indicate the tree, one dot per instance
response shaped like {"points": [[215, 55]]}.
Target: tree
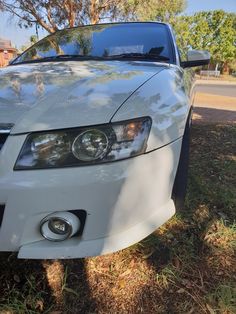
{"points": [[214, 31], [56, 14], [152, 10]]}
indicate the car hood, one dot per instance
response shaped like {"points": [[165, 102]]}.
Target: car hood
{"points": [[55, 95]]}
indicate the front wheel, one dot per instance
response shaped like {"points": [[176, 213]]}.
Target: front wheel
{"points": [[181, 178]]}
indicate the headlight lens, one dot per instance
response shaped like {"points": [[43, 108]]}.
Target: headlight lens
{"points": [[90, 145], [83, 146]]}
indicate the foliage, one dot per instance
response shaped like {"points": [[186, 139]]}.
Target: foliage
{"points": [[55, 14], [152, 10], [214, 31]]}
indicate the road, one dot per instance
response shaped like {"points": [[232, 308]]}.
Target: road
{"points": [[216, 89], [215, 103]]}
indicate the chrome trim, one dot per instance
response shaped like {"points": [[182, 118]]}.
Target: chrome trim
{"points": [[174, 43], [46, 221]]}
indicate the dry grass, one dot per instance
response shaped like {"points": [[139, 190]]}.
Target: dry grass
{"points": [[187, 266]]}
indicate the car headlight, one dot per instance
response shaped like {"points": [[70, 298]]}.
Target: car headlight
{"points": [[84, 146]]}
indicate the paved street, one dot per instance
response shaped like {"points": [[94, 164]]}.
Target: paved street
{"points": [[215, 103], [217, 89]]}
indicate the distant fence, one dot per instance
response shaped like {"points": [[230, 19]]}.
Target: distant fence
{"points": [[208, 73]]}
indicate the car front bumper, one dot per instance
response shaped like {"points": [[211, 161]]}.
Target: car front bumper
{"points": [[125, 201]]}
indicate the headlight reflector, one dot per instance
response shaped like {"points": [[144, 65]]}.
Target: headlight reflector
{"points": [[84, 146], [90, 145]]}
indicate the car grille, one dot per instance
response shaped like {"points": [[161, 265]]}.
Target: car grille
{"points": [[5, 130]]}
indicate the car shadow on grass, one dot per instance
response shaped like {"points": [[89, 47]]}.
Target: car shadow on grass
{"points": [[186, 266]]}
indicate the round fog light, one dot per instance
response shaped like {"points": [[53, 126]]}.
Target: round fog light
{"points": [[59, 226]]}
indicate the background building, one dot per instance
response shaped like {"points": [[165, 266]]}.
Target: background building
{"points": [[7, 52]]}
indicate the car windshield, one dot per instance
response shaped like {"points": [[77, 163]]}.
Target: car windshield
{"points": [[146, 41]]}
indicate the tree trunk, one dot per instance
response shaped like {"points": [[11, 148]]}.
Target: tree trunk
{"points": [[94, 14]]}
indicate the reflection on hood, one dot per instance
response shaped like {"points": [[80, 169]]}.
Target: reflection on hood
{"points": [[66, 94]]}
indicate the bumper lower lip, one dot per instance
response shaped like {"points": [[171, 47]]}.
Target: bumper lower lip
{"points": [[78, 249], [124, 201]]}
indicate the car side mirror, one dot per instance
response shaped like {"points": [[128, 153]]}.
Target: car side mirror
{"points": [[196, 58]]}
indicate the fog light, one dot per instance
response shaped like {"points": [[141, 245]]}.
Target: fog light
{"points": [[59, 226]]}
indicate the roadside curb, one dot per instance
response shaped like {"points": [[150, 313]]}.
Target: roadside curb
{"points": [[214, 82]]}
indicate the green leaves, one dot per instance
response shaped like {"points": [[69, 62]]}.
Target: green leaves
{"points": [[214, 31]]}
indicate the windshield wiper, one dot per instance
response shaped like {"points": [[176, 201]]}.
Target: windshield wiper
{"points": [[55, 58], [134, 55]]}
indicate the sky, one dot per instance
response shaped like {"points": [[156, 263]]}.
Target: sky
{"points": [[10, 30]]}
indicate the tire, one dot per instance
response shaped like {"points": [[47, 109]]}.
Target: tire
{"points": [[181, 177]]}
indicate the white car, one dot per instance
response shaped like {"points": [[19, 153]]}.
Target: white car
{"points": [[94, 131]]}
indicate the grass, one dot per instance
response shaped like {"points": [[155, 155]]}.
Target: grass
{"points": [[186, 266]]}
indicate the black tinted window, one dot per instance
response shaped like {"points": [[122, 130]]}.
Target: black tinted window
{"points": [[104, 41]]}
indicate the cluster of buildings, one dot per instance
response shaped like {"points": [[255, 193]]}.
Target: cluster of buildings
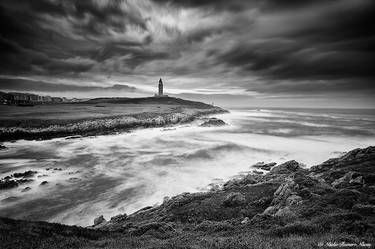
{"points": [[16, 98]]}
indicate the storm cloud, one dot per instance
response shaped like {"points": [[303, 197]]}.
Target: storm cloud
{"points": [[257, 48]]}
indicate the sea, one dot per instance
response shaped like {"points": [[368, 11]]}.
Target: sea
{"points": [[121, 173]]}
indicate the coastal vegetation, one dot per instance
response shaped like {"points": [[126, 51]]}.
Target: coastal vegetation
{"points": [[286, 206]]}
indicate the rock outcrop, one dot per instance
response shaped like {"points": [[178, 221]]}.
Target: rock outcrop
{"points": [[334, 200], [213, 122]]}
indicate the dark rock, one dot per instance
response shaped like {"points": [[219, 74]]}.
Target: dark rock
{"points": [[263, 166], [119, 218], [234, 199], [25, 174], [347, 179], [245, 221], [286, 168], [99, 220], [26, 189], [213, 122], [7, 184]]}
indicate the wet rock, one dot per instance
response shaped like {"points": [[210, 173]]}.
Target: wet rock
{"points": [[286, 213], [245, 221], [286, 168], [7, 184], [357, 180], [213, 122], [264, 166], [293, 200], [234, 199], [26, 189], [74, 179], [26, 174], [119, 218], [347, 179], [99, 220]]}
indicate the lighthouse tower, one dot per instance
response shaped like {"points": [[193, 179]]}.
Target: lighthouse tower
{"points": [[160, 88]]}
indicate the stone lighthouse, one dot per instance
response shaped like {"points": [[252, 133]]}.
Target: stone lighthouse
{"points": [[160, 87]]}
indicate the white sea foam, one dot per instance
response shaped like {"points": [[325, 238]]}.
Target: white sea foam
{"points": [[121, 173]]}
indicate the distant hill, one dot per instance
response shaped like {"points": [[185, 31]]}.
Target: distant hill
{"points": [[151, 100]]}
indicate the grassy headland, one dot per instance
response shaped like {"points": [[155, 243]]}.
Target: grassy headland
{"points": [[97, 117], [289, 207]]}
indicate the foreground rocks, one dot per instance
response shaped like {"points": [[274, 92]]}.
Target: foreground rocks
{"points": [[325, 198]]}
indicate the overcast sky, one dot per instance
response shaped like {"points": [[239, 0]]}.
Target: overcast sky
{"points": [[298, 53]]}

________________________

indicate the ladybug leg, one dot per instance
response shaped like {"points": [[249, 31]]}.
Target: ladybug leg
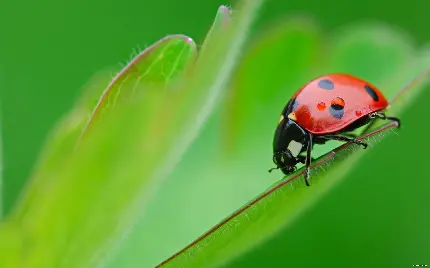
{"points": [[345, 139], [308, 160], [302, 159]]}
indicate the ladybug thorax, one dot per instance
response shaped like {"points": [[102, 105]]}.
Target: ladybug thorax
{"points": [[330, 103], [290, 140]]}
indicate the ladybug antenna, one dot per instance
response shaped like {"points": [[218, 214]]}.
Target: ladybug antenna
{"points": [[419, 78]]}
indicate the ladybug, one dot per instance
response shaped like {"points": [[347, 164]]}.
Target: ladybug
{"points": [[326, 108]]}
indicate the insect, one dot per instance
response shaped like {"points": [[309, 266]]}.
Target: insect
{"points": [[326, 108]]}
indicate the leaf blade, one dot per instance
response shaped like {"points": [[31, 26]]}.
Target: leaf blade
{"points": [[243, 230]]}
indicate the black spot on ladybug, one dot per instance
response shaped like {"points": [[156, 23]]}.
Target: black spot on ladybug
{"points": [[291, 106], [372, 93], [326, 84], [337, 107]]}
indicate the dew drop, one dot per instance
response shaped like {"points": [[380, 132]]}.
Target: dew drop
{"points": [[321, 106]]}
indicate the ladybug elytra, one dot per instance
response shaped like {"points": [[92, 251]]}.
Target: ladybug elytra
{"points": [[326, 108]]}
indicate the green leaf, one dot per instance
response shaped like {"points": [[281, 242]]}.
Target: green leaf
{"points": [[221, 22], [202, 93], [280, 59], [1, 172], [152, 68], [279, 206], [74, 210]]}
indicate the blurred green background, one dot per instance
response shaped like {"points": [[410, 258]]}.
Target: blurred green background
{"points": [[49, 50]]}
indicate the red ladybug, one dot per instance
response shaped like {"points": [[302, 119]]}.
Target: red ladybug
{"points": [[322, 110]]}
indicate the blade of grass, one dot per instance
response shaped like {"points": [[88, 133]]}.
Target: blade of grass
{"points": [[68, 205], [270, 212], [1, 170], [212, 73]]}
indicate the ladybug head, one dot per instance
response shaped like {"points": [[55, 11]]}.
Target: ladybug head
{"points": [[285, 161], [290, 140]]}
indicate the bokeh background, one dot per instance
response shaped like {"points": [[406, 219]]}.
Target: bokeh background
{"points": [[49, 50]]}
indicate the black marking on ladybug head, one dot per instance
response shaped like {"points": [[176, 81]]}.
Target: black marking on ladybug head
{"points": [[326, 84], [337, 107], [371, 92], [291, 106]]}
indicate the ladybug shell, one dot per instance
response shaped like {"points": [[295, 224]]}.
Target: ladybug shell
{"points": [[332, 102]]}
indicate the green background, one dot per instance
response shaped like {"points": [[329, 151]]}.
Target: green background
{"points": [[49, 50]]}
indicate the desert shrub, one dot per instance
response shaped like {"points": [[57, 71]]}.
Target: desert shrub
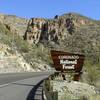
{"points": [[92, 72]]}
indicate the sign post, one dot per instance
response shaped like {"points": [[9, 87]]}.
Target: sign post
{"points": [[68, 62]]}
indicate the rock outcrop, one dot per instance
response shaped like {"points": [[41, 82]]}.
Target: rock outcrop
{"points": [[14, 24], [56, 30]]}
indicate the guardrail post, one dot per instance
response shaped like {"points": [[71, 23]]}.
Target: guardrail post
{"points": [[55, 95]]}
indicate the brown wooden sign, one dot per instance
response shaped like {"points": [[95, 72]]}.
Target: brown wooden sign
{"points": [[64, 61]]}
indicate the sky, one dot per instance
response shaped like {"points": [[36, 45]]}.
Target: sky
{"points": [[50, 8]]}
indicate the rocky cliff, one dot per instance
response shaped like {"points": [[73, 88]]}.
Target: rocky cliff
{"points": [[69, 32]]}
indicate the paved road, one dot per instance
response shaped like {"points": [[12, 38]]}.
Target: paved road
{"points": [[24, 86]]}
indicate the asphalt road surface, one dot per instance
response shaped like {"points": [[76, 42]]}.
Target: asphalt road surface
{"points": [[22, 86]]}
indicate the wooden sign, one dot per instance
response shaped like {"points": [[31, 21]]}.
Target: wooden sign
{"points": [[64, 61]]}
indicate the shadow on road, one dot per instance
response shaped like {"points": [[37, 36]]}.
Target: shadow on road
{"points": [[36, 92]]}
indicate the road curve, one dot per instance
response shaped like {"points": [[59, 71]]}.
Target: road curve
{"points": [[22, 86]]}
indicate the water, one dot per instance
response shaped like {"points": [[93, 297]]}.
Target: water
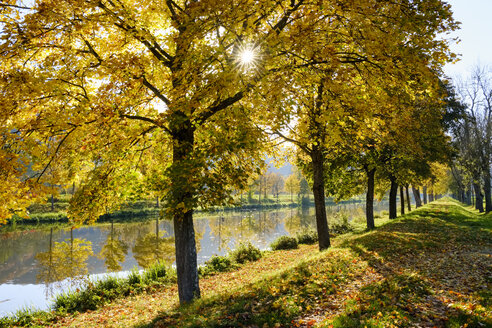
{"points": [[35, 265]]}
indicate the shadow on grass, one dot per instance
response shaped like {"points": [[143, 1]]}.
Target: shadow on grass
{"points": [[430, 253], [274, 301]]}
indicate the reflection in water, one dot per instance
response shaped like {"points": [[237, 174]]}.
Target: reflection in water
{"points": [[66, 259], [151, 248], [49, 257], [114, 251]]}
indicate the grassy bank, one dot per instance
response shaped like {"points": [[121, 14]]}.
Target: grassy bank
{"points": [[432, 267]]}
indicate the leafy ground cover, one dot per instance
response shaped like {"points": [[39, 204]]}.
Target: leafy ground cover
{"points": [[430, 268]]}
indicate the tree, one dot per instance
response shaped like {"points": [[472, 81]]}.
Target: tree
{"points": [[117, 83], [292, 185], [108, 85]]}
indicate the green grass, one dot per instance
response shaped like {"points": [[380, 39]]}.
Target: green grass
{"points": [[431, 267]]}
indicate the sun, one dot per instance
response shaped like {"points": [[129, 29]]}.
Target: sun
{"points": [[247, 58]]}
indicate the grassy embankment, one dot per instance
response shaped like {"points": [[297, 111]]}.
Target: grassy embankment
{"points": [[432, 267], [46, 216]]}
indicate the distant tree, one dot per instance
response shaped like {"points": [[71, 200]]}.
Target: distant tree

________________________

- TASK GOAL
Return each line from the items above that contains the string "surface", copied unchanged and in its original order.

- EXPECTED OUTPUT
indicate the asphalt road surface, one dot per instance
Target: asphalt road surface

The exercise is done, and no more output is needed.